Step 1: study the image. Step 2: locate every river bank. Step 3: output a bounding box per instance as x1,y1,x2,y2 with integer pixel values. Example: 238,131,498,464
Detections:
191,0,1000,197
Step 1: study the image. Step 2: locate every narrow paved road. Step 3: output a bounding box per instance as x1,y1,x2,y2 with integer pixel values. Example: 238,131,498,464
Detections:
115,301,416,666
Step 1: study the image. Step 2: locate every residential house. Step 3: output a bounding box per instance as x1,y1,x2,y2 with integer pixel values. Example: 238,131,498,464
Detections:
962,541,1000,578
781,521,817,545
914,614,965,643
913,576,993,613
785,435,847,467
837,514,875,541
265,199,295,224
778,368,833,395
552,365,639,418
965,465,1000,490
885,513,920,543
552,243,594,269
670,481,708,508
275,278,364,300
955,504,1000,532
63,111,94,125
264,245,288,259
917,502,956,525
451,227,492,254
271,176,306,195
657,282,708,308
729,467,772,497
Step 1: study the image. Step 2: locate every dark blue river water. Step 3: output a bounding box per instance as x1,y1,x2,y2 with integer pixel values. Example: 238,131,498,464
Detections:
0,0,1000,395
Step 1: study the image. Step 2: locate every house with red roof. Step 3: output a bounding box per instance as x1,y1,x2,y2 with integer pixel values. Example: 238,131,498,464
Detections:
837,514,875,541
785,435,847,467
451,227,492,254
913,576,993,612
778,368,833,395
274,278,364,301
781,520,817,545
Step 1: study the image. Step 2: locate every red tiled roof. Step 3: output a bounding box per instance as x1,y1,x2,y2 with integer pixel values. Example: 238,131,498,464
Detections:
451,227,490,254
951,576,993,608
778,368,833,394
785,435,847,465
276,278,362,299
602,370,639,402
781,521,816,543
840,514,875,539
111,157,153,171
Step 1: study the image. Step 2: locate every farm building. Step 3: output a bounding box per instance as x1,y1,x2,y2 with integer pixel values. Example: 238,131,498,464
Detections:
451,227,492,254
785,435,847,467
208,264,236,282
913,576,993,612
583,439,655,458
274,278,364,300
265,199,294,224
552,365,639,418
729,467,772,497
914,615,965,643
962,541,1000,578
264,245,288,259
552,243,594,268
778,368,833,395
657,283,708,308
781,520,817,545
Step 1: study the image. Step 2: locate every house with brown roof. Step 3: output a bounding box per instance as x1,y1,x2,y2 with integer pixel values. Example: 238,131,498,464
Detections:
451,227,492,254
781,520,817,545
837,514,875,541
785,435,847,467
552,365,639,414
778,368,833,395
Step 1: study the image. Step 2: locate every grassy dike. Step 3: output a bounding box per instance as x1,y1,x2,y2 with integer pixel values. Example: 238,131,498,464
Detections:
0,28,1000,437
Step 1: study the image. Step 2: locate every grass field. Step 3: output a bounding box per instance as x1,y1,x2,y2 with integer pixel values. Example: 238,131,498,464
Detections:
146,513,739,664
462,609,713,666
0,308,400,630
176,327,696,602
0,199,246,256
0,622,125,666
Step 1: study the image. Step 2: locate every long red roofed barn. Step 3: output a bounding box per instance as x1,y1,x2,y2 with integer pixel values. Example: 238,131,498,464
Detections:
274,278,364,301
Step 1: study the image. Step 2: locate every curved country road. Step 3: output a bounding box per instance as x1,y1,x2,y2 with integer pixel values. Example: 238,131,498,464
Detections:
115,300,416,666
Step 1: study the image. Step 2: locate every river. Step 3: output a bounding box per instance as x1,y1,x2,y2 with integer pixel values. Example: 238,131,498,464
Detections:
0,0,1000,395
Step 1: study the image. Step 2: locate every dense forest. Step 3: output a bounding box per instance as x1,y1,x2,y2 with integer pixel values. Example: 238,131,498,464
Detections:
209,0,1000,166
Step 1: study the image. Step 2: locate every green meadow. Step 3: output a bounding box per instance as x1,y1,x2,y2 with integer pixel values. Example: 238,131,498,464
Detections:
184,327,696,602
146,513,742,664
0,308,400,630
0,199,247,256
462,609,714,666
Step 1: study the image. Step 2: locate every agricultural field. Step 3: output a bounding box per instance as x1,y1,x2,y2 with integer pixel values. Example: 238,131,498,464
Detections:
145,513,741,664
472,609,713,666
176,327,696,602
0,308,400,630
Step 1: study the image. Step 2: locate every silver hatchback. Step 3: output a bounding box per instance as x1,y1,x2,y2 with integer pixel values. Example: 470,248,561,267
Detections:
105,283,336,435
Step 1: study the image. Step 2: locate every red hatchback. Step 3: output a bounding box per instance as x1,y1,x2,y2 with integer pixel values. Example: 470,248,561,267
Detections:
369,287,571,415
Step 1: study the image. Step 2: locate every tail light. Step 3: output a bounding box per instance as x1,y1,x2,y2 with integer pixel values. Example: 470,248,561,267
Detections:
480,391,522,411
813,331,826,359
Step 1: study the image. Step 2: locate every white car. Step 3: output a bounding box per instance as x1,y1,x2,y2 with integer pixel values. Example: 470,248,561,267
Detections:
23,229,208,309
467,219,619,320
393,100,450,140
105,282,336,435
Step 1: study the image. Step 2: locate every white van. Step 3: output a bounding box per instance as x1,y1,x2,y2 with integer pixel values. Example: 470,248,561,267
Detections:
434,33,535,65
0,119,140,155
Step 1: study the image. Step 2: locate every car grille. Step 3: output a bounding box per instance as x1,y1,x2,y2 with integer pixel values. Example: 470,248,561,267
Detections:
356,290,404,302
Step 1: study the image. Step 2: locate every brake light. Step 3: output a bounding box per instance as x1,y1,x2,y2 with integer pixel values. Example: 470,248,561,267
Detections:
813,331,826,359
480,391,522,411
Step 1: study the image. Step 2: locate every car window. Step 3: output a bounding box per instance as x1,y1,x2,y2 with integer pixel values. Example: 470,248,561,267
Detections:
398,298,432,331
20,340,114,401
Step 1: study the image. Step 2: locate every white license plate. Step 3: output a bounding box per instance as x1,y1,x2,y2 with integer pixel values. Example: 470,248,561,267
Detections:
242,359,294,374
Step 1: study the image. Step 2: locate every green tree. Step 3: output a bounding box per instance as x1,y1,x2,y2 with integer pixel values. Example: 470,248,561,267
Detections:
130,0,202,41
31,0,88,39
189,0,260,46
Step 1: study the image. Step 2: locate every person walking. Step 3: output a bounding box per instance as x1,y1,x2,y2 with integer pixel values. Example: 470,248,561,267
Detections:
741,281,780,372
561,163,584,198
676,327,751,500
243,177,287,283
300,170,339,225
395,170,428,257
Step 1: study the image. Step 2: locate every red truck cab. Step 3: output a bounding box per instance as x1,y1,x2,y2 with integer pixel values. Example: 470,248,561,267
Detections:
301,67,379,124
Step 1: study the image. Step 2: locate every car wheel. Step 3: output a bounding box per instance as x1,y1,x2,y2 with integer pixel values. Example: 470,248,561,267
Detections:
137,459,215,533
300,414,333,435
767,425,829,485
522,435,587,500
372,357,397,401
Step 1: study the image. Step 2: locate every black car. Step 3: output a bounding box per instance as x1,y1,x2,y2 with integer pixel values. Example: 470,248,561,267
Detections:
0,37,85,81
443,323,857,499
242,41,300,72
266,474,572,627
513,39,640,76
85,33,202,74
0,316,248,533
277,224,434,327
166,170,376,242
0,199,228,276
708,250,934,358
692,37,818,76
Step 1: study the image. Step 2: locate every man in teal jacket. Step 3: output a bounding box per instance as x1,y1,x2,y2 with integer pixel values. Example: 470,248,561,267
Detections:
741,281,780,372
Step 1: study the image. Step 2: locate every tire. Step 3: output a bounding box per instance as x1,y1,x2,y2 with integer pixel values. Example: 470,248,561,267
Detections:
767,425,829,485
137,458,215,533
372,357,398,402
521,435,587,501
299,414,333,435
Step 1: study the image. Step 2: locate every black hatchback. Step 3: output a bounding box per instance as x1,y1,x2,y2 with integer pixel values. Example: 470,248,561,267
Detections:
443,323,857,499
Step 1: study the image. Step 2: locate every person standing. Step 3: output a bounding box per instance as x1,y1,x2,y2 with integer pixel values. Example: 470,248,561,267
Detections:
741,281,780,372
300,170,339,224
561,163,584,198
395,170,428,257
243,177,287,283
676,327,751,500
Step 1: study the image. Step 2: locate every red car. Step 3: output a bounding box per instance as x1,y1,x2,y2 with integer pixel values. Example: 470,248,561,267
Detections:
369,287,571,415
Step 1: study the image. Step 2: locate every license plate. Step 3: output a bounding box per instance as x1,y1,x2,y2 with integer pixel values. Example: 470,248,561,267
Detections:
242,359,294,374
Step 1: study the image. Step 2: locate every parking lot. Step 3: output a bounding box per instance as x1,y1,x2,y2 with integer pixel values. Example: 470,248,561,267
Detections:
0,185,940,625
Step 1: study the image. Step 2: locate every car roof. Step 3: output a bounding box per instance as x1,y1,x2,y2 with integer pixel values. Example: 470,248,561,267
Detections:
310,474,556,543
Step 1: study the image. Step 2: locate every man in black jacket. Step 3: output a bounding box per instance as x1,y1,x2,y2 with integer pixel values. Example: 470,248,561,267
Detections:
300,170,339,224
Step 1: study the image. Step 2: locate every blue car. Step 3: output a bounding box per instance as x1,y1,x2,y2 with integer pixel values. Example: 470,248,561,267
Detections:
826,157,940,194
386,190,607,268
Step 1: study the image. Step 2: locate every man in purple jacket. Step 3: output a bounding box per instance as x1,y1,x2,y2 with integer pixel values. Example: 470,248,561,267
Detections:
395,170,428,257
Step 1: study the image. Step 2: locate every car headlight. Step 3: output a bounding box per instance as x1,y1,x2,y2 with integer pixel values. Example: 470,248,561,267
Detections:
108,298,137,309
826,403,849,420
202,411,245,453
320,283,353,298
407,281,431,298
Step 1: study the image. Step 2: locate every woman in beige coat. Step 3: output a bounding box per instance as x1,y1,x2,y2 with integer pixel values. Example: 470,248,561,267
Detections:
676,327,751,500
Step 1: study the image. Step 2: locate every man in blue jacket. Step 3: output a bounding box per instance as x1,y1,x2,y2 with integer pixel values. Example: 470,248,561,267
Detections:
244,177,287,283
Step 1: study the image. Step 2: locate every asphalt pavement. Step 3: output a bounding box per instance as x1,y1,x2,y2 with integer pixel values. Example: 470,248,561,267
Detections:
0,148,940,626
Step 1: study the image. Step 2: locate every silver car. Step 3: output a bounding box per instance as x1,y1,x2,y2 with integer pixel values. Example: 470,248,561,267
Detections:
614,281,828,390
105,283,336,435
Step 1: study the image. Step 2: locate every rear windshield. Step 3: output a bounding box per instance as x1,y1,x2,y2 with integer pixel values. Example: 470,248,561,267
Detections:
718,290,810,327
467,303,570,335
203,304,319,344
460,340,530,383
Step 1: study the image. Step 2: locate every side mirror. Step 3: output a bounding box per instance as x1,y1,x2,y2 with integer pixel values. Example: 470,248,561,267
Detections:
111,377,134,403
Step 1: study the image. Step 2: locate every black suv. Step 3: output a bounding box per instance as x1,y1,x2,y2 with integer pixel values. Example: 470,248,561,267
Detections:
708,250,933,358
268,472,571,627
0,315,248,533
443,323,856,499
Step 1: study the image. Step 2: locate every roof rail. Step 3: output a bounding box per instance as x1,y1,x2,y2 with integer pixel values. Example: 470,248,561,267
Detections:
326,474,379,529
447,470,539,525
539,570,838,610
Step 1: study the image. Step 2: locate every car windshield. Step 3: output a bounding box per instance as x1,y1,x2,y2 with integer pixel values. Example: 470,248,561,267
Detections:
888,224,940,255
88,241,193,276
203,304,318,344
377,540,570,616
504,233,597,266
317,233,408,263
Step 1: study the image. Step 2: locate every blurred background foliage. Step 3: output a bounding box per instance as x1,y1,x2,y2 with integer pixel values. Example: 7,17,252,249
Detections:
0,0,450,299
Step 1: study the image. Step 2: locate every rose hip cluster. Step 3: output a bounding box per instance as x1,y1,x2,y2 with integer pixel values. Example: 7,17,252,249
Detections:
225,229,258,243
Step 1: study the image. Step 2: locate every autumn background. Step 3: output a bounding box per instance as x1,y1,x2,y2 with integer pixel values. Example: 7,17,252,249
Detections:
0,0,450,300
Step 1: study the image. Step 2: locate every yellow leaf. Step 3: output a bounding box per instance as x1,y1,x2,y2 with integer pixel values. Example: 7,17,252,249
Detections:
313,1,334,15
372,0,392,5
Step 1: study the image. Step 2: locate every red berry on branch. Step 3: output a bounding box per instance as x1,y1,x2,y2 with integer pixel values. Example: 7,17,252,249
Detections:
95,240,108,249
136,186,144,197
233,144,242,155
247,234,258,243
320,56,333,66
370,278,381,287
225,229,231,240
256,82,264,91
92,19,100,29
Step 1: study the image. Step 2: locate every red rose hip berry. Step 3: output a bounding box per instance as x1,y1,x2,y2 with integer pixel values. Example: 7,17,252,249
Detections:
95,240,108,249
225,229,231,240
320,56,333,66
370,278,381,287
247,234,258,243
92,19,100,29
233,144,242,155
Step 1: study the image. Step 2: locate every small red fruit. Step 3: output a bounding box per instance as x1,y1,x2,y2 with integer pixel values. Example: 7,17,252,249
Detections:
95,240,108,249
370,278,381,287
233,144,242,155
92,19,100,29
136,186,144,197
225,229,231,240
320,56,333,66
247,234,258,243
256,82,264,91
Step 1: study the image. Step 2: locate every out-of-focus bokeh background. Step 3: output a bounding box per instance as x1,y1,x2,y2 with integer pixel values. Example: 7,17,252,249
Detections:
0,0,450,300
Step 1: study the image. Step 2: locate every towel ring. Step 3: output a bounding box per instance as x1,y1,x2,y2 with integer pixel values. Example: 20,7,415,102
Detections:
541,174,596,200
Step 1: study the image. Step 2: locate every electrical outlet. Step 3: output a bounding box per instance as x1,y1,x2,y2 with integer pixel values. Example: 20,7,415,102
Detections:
────────────────
◆ What to work on ◆
Copy the lines of the records above as a JSON list of strings, one string per line with blank lines omitted. Begin at the line containing "Step 1: study the image. Step 2: locate every narrow" and go on through the line containing "115,301,416,666", including both.

◆ Solution ◆
[
  "Step 1: study the image. Step 2: locate every narrow paved road. Step 3: output a bounding box per instance as x1,y1,x2,y2 with integer pixel values. Example: 238,131,498,464",
  "Detections:",
  "115,301,416,666"
]